> **Problem**
Would you reproduce exactly the lines below from the one holding "Target: conical straw hat" through the one holding "Target: brick edging", inclusive, and no others?

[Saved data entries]
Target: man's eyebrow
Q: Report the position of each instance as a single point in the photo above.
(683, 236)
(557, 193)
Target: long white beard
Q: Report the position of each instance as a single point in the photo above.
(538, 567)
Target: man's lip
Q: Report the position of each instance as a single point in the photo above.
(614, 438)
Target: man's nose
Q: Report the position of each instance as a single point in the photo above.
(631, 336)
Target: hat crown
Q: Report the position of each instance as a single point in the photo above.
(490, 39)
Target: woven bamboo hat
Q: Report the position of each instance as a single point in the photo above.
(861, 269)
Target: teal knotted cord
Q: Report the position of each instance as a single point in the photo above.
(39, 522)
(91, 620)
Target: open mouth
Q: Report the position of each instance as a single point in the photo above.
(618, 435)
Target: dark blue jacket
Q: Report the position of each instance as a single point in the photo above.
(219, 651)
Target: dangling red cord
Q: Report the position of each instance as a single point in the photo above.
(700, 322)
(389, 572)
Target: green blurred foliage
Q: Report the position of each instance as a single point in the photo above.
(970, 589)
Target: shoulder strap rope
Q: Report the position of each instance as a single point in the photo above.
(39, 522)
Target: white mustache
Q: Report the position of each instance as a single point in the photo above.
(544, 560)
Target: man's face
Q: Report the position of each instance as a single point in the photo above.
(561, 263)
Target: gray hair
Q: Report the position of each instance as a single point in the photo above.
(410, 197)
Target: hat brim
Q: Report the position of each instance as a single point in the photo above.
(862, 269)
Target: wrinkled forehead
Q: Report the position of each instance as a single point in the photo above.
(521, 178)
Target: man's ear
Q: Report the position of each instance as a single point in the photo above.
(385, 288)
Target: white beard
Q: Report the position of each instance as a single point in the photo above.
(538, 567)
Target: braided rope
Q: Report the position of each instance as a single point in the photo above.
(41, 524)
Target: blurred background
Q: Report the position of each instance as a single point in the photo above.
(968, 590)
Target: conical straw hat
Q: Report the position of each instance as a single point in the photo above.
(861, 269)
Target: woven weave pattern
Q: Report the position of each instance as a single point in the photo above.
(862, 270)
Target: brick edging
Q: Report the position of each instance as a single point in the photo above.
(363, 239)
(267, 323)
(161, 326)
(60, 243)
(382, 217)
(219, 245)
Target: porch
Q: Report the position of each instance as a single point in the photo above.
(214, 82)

> **Reply to the exercise**
Target: conical straw hat
Q: Report the position of each instance as a single point in the photo above.
(861, 269)
Target: woven weave pattern
Q: Report the position of each instance as a single point in the photo above.
(862, 270)
Target: brick edging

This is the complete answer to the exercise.